[Labeled region data]
-=-=-

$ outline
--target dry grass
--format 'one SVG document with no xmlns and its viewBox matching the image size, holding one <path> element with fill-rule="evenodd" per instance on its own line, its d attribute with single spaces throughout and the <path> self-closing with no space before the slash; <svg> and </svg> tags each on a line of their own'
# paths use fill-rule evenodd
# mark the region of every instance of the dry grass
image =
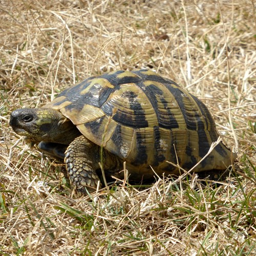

-=-=-

Work to do: Reproduce the data above line for line, without any change, and leave the pictures out.

Solution:
$ outline
--target dry grass
--format 'one SVG document with no xmlns and its viewBox matching the image size, holding one <path> element with fill-rule="evenodd" per instance on its own line, its d attribute with single spaces throughout and the <path> self-closing with no space before the slash; <svg> and </svg> tags each on a line of their own'
# paths use fill-rule evenodd
# mark the region of every instance of the dry grass
image =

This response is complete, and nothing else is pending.